→ **Extract to read**
------------------------------

Written by Jennifer Moglia

"Album of the Year" lists typically start to show up around November or December, when most of the year's music has come out already, but the minute GET TUFF's "in sickness and in hell" was released in January, we immediately knew it had a spot as one of our favorite records of 2021. Now, two months removed from dropping the album, we got the chance to chat with the genius behind GET TUFF, RB Roe, about the project, the creative process and vision behind it, and all of the ways music has impacted their life, from using songwriting to process emotions to having a blast performing live with bands.

Jennifer Moglia: Thanks so much for doing this! To start, could you just introduce yourself and the project?

RB Roe: I'm RB Roe, my pronouns are they/them, and I am the songwriter, engineer, producer, and performer of everything in GET TUFF, save for some amazing features by friends on a few of the tracks! This project started as a way for me to easily work on music while in the van on tour, and has grown to be an emotional outlet and respite in the face of my trauma and mental illness.

JM: It's so impressive that you can essentially do all of this by yourself, and I love that music has been that outlet for you! I know that you consider GET TUFF to be "drama-pop", but I've honestly never heard that used as a genre before.

Is that something you came up with or had you heard it before? How would you define "drama-pop?" What other bands/artists would you consider to fit under that genre?

------------------------------

→ **What is needed**
Print everything in the GET TUFF interview from "JM: It's so" down to "a genre before.", word for word.

→ **Record list**
------------------------------

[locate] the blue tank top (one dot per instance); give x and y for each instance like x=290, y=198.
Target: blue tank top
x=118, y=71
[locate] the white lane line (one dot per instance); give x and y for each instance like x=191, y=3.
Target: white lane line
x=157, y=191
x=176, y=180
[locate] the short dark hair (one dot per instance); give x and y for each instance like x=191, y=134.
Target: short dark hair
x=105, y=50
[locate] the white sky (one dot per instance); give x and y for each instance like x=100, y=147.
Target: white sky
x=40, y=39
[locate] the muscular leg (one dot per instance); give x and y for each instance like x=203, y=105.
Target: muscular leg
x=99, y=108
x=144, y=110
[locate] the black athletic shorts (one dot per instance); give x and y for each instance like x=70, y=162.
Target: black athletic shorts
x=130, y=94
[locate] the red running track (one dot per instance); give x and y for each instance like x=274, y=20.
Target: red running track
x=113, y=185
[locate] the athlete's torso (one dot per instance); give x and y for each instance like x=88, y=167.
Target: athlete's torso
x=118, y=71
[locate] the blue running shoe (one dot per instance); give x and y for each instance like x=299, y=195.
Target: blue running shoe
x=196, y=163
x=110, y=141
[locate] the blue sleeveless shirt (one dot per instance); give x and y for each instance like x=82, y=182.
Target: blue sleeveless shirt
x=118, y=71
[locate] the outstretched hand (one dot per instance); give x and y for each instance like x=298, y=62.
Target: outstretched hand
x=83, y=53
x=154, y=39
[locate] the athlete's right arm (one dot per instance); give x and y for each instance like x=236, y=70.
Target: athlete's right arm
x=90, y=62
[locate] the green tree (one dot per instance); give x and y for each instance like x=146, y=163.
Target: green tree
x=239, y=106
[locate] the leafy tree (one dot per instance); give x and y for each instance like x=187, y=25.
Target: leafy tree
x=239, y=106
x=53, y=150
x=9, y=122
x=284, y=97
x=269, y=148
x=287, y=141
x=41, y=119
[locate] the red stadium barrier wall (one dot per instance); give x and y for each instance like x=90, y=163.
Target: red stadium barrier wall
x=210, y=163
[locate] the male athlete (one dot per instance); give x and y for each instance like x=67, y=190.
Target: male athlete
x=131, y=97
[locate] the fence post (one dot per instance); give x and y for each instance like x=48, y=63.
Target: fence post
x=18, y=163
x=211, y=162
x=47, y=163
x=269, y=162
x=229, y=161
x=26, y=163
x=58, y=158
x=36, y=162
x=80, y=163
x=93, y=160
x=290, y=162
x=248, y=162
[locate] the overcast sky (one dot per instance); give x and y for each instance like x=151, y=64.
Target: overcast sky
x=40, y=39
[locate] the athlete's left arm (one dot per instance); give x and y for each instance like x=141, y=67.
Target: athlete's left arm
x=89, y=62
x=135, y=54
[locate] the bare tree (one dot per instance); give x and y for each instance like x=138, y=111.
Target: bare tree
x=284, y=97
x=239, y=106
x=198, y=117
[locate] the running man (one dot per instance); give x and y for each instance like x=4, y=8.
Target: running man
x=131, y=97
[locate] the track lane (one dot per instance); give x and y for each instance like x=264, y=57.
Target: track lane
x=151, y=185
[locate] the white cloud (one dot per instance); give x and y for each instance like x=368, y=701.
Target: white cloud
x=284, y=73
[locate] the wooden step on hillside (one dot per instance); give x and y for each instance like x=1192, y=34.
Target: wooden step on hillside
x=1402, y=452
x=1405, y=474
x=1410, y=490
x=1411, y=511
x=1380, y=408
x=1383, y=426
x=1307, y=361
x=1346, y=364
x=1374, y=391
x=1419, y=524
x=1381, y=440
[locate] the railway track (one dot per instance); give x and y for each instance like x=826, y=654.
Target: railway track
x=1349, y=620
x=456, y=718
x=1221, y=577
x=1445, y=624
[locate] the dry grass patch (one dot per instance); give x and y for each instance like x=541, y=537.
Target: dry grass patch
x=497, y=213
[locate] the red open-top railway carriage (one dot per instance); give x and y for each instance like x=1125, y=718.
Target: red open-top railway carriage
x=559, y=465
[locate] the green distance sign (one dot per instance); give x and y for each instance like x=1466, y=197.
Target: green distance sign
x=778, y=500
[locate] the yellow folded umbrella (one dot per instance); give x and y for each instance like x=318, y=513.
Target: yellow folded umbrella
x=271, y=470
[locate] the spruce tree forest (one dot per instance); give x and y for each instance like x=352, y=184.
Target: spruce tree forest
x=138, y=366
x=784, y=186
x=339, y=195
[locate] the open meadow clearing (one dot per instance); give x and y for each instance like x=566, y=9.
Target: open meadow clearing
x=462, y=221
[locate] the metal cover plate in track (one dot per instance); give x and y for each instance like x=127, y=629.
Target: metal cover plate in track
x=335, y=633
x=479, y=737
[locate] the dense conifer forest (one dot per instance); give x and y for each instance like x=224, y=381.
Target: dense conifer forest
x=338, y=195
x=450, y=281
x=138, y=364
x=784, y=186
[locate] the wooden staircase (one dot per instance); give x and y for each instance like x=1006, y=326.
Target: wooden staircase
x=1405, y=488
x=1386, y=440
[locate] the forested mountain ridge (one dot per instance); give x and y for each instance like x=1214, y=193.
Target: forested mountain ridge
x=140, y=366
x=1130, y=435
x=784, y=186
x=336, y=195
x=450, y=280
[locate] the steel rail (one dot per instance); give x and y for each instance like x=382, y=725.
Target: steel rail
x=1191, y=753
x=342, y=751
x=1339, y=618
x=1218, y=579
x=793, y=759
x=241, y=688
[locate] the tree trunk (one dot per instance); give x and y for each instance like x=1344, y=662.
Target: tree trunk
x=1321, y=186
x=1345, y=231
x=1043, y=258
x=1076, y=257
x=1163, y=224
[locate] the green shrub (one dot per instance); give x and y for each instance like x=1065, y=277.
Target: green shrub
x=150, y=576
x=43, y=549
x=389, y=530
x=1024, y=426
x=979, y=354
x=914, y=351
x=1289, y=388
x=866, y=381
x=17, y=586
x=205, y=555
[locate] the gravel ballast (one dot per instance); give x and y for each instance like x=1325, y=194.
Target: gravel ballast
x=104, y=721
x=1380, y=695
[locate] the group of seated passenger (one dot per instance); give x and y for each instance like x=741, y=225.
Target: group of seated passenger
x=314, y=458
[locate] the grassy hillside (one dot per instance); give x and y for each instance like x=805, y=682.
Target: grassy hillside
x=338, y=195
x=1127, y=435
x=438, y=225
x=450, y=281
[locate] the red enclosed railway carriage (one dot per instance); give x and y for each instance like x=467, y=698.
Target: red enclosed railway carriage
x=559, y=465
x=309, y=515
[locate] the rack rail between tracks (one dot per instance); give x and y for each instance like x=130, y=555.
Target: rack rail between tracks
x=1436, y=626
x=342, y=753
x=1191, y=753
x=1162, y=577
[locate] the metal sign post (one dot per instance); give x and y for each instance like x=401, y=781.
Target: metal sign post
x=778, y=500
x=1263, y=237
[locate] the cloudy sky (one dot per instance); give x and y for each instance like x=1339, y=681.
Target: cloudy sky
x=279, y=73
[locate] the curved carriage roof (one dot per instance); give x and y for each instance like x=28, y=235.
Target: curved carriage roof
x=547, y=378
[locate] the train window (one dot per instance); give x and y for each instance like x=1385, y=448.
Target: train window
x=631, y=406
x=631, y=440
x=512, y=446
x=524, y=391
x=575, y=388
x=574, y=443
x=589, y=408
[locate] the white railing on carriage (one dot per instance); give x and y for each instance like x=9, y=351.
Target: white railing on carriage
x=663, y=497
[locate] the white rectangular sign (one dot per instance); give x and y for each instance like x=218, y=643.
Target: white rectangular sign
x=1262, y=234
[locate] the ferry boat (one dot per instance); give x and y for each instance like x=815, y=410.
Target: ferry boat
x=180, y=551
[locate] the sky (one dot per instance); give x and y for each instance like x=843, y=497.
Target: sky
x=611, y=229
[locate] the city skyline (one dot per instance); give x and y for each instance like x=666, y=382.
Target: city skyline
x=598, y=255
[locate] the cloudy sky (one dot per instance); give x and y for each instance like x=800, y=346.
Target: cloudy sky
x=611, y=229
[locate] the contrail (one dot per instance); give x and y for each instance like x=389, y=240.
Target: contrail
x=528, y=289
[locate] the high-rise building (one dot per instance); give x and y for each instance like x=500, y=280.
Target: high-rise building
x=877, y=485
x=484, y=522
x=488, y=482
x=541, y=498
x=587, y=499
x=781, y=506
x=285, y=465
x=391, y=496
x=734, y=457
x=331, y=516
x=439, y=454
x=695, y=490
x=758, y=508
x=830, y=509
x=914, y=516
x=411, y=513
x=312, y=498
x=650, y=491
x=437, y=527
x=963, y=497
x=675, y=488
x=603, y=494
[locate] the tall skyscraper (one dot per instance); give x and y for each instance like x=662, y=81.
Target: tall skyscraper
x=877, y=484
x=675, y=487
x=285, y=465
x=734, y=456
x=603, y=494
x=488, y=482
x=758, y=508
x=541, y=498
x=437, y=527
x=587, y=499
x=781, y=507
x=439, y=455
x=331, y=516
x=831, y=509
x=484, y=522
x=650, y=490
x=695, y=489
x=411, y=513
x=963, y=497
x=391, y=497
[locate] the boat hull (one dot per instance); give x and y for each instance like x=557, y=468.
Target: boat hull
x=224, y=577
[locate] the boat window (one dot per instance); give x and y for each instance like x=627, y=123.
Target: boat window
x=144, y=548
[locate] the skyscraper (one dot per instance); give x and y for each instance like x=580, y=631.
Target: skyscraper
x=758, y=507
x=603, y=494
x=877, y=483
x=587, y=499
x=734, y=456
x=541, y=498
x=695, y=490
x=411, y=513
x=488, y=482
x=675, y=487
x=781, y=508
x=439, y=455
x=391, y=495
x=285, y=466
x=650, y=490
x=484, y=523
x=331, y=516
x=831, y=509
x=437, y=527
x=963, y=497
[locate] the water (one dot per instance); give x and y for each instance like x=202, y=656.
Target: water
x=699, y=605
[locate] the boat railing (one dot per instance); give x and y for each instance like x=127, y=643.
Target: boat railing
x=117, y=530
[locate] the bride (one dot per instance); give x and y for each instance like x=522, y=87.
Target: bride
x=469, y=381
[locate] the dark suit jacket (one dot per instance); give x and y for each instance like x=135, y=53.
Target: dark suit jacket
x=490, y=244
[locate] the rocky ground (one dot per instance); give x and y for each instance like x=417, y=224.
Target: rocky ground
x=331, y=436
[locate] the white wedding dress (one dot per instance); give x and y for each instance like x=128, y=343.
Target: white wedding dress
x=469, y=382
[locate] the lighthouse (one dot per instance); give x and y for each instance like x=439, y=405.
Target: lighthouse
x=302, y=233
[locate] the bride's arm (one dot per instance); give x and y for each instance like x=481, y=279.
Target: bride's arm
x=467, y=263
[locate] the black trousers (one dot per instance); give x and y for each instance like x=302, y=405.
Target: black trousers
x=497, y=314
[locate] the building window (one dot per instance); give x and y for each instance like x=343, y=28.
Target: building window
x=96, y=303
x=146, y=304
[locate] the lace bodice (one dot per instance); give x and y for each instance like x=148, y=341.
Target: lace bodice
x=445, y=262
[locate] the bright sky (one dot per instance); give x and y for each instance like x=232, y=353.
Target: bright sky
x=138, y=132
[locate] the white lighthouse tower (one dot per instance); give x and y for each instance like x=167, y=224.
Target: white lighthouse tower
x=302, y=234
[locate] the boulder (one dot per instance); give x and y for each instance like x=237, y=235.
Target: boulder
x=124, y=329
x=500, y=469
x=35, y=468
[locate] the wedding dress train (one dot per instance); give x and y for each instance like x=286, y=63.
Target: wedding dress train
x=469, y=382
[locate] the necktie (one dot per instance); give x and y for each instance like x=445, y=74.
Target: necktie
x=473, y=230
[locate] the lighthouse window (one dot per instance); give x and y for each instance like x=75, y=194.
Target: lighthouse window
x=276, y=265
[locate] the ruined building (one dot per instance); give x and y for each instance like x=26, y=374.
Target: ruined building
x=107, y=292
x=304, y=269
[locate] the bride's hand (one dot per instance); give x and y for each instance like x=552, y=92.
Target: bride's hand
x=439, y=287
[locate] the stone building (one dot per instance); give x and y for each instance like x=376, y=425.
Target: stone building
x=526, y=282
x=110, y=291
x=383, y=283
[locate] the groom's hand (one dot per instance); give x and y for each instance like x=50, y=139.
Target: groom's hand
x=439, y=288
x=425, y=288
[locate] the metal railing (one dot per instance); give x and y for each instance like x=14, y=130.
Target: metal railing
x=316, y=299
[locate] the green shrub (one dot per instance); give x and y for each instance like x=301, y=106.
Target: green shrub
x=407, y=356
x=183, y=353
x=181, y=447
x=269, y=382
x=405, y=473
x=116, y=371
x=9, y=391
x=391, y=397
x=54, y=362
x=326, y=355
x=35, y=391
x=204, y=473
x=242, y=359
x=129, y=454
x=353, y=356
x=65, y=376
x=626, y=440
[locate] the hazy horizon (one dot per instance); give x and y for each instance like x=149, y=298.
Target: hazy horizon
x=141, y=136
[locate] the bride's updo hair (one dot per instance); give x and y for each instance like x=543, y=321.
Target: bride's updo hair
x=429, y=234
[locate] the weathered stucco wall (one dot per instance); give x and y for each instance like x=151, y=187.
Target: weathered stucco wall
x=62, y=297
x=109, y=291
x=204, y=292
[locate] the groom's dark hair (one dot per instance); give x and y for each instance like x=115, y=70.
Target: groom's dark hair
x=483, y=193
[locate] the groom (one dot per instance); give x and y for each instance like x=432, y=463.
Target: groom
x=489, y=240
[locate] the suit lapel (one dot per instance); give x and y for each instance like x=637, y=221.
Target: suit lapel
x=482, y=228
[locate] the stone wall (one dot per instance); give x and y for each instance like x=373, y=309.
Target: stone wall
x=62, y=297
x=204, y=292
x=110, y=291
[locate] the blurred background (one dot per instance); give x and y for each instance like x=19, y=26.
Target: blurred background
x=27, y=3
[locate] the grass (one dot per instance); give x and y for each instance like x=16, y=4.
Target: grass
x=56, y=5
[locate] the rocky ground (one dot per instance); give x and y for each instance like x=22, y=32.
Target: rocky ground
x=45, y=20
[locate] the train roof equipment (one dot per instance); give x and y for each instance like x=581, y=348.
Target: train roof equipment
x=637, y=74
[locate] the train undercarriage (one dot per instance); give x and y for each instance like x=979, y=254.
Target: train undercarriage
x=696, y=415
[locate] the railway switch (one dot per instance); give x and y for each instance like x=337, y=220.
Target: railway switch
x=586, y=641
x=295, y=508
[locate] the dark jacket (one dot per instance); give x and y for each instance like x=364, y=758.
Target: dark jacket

------------------------------

→ **Response for this exercise**
JM: It's so impressive that you can essentially do all of this by yourself, and I love that music has been that outlet for you! I know that you consider GET TUFF to be "drama-pop", but I've honestly never heard that used as a genre before.